• _Document extract_:
——
A Case Study of Combined Perception-Based and Perception-Free Spinal Cord Stimulator Therapy for the Management of Persistent Pain after a Total Knee Arthroplasty.

Author information

1
Department of Anesthesia, Critical Care, and Pain Medicine, Beth Israel Deaconess Medical Center, Harvard Medical School, Boston, MA, USA. iurits@bidmc.harvard.edu.
2
Department of Anesthesia, Critical Care, and Pain Medicine, Beth Israel Deaconess Medical Center, Harvard Medical School, Boston, MA, USA.
3
Valley Anesthesiology and Pain Consultants, Envision Physician Services, Phoenix, AZ, USA.
4
Department of Anesthesiology, University of Arizona College of Medicine, Phoenix, Phoenix, AZ, USA.
5
Department of Anesthesiology, Creighton University School of Medicine, Omaha, NE, USA.
——
• _Provided data_:
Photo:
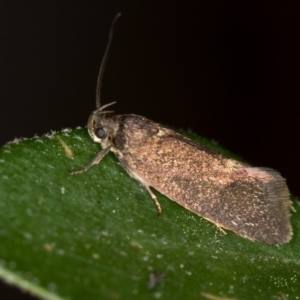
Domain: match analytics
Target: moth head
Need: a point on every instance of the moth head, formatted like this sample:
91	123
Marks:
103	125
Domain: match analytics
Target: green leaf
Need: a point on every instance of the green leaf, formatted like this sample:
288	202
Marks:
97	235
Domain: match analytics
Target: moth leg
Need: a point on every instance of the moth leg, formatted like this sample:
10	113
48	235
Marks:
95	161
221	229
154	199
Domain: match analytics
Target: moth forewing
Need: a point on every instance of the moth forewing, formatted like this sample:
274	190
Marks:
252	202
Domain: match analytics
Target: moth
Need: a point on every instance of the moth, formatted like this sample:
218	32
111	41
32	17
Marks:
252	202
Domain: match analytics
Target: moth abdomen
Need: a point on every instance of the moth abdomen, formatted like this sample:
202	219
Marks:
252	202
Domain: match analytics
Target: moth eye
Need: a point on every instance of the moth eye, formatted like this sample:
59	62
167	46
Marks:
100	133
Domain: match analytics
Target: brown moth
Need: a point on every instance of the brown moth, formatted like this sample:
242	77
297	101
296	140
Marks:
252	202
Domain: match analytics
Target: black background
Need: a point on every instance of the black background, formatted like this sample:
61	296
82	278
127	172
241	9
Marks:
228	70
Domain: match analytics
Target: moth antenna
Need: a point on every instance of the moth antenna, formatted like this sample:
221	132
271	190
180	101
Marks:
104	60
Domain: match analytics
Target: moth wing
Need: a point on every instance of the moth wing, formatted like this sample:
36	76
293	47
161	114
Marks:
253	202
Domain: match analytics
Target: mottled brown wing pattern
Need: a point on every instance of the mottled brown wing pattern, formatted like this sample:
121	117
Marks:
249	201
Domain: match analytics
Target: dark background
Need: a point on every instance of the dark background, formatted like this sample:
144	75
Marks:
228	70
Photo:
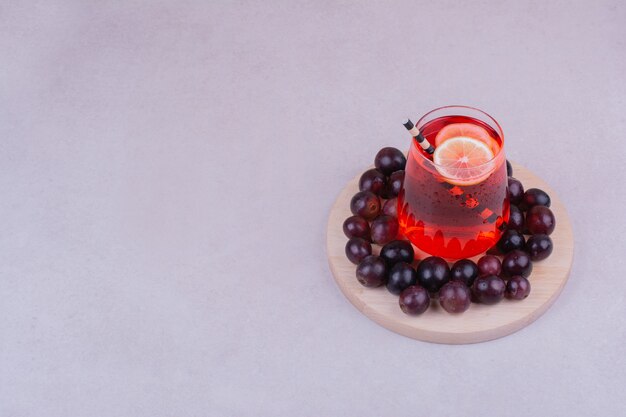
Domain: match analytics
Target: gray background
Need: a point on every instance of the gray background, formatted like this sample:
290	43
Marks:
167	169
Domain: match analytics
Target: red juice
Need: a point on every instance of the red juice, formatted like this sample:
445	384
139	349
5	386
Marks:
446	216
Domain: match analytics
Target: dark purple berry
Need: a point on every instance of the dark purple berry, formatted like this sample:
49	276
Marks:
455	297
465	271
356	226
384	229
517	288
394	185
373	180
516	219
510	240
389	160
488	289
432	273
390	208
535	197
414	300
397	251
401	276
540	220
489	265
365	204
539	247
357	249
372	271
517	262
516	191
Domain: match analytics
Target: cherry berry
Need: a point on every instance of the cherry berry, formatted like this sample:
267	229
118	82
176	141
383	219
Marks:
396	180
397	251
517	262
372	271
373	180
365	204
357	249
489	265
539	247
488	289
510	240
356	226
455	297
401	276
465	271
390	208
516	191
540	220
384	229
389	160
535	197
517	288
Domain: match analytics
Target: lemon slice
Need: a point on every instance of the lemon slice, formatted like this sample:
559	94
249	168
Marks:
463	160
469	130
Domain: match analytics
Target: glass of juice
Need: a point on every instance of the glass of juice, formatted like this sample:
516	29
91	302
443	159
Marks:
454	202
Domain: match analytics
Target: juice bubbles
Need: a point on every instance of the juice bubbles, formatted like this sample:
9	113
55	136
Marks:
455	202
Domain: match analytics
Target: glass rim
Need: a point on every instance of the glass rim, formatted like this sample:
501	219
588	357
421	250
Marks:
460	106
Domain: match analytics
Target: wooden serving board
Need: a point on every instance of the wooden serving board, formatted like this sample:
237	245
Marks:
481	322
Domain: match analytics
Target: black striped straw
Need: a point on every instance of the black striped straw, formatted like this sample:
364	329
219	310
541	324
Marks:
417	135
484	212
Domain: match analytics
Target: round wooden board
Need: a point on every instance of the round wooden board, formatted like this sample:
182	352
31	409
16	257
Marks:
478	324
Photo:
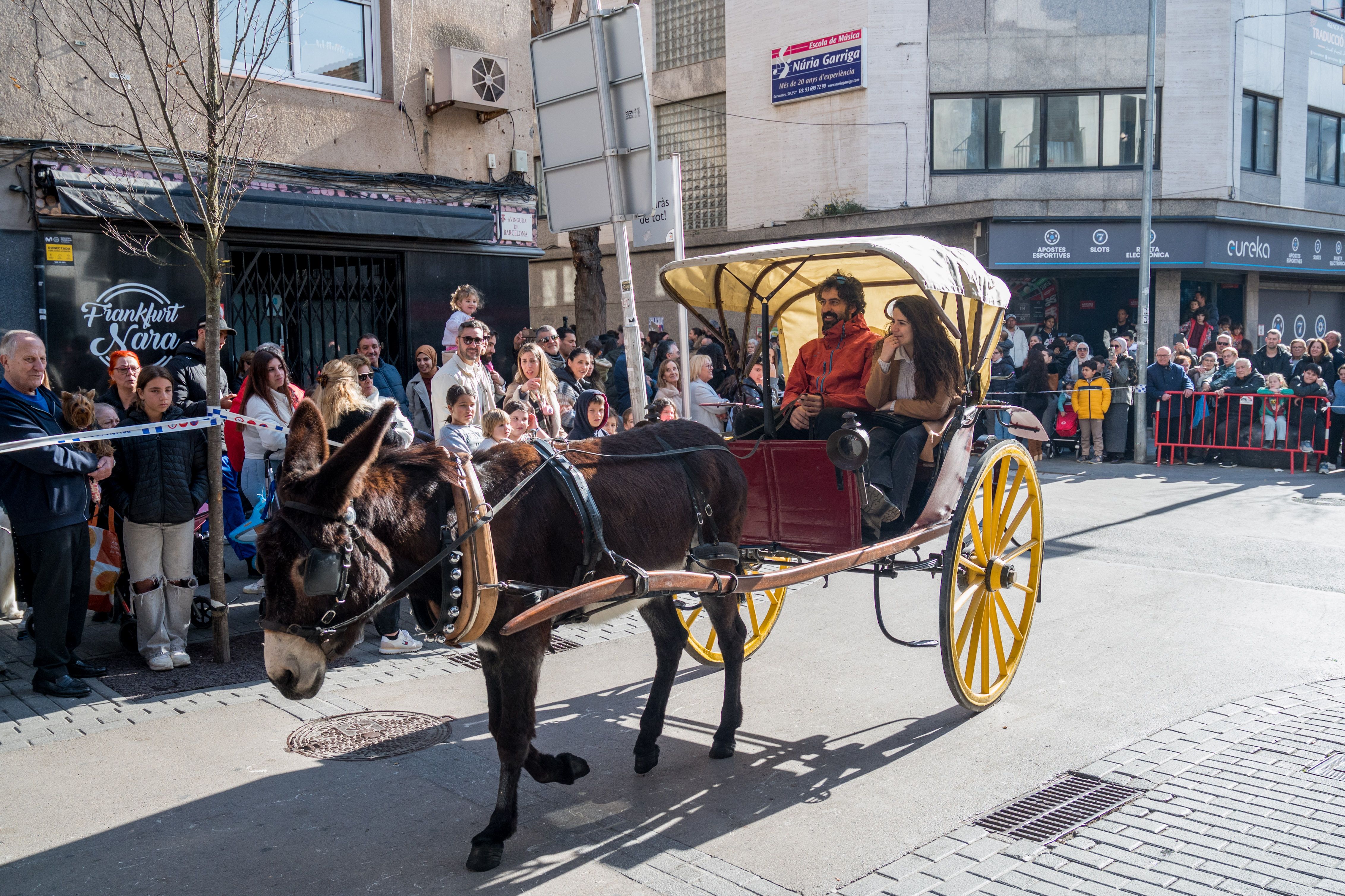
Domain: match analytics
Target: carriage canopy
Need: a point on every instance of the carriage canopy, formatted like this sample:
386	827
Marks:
——
• _What to produce_:
Carry on the spinal cord stimulator case study from the point where it stops. The listing comes from a separate source.

• _Answer to the problem_:
6
Department of Anesthesiology, Louisiana State University Health Sciences Center, New Orleans, LA, USA.

Abstract

INTRODUCTION:

Total knee arthroplasty (TKA) is an effective treatment modality for severe osteoarthritis of the knee. Causes of pain following TKA are poorly understood; however, patient-specific biology and various neuropathic underlying mechanisms such as neuroma formation and complex regional pain syndrome (CRPS) have been suggested. Our case demonstrated the successful treatment of CRPS in the knee with the use of combination therapy in spinal cord stimulator.

CASE:

We present a 71-year-old Caucasian non-Hispanic male who presented with chronic left knee pain after undergoing a total knee arthroplasty (TKA) 18 months prior. Following his TKA, he reported doing well in the acute post-operative period but began to develop progressively worsening left knee pain at approximately the third post-operative week. He underwent a successful spinal cord stimulator (SCS) trial and subsequent implantation of two 16-contact Boston Scientific leads with a Boston Scientific Spectra WaveWriterTM SCS system. Upon first post-procedural follow-up, and moreover at his 6-month follow-up, the patient reported complete resolution of his symptoms.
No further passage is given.